[Set problem] Summarize the COP27 preview below in two sentences.

[Page text]
┌──

In just a few days, COP27 will kick off in Sharm El-Sheikh, Egypt. A year after Glasgow, the global context has changed in unexpected ways and yet the stakes remain high as ever for our common future. The past year has seen some of the worst extreme weather events on record, providing a stark forewarning of what further warming may bring. So, what can we expect from COP27? And how can you prepare yourself to avoid disappointment?
What came out of Glasgow?
Despite concerns that the final outcomes of COP26 were watered-down, Glasgow did manage to bring about a level of ambition we hadn’t seen in years – to name just a few achievements:
- The Glasgow Climate Pact saw almost 200 countries agree to strengthening their emissions reduction targets, effectively keeping alive (but “with a weak pulse”) the hope of limiting global average temperature to 1.5C above pre-industrial levels;
- The Global Methane Pledge brought together 109 countries representing 46% of global methane emissions to slash emissions by 30% by 2030;
- The Glasgow Leaders’ Declaration on Forests and Land secured a pledge by 137 countries with 91% of the world’s forests to halt and reverse deforestation by 2030;
- 45 countries pledged urgent action and investment to protect nature and shift to more sustainable ways of farming – through either the Policy Action Agenda for the Transition to Sustainable Agriculture or the Global Action Agenda for Innovation in Agriculture;
- 95 high profile companies committed to being Nature-Positive and agreeing to work towards halting and reversing the decline of nature by 2030;
- The ‘Paris Rulebook’ was finalised – to agree on the mechanisms of carbon markets, common timeframes for emissions reduction targets, and the Enhanced Transparency Framework;
- And of course, the International Sustainability Standards Board (ISSB) was officially launched to develop “a comprehensive global baseline of high-quality sustainability disclosure standards to meet investors’ information needs” – which was endorsed by over 40 countries and has seen a flurry of activity since then with the publication of the draft standards and the integration of CDSB, SASB and <IR>.

└──

[Information shown]
┌──

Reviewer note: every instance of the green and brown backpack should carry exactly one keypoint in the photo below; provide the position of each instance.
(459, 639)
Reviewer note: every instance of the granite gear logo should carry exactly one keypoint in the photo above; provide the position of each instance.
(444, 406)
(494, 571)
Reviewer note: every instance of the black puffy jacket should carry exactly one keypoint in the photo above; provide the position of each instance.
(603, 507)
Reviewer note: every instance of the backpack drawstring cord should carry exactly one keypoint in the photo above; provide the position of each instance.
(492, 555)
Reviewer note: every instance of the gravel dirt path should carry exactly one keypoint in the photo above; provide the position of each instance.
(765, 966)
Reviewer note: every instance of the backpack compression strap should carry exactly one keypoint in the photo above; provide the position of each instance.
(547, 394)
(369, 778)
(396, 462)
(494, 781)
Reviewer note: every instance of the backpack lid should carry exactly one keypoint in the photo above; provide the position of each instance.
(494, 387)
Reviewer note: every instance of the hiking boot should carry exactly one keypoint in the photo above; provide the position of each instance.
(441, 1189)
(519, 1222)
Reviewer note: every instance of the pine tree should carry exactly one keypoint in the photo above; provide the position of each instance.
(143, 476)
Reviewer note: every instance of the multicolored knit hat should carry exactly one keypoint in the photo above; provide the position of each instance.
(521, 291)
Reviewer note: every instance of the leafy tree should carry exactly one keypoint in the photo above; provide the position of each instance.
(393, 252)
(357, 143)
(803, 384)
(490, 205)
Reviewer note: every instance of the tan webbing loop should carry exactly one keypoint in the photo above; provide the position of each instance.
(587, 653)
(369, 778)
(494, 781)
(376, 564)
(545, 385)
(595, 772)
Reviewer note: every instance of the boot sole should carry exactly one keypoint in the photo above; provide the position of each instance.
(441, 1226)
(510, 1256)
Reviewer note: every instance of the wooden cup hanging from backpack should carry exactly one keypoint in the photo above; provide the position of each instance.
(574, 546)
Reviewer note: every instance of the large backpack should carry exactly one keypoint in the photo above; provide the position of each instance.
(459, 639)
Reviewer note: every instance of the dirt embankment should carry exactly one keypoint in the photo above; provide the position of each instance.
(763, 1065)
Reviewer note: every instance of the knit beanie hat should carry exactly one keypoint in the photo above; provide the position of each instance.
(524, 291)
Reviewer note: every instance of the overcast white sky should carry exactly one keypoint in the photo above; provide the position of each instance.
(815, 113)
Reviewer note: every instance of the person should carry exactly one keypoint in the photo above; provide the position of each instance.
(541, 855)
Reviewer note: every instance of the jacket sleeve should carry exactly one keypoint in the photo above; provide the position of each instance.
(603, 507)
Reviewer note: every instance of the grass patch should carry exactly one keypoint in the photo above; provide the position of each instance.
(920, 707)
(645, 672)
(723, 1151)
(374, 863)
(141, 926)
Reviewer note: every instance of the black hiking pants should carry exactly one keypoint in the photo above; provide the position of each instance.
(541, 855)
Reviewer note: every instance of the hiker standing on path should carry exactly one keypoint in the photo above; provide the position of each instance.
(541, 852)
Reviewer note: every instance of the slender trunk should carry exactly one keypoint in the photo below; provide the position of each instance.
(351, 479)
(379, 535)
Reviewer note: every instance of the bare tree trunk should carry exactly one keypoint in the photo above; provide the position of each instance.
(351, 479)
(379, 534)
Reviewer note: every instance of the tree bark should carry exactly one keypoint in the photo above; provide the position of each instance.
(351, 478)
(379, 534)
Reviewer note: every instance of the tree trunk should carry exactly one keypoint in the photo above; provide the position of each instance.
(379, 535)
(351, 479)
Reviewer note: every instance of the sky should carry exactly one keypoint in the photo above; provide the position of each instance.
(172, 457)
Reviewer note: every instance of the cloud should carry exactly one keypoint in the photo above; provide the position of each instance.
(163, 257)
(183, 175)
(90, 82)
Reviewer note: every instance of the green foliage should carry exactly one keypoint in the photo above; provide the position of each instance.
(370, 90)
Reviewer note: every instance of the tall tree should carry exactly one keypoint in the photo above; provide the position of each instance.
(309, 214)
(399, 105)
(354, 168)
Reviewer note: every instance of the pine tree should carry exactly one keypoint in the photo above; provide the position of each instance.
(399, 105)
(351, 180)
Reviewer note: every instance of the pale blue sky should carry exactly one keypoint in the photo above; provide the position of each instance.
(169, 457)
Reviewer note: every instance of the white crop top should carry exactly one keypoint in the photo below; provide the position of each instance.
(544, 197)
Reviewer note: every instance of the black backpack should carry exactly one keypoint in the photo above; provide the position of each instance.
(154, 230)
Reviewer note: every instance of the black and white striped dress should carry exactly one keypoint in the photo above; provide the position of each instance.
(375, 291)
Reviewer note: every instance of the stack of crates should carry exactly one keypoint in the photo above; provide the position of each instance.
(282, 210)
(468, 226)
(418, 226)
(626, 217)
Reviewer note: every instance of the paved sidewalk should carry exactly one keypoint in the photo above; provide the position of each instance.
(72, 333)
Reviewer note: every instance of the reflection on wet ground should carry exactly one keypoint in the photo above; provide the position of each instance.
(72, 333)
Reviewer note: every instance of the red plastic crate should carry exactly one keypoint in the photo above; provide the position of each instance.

└──

[Solution to this exercise] COP27 begins in a few days in Sharm El-Sheikh, Egypt, a year after Glasgow, with the stakes as high as ever following a year of some of the worst extreme weather events on record. Despite concerns that its outcomes were watered down, COP26 in Glasgow produced pledges on emissions targets, methane, forests, agriculture and nature, finalized the Paris Rulebook, and launched the International Sustainability Standards Board.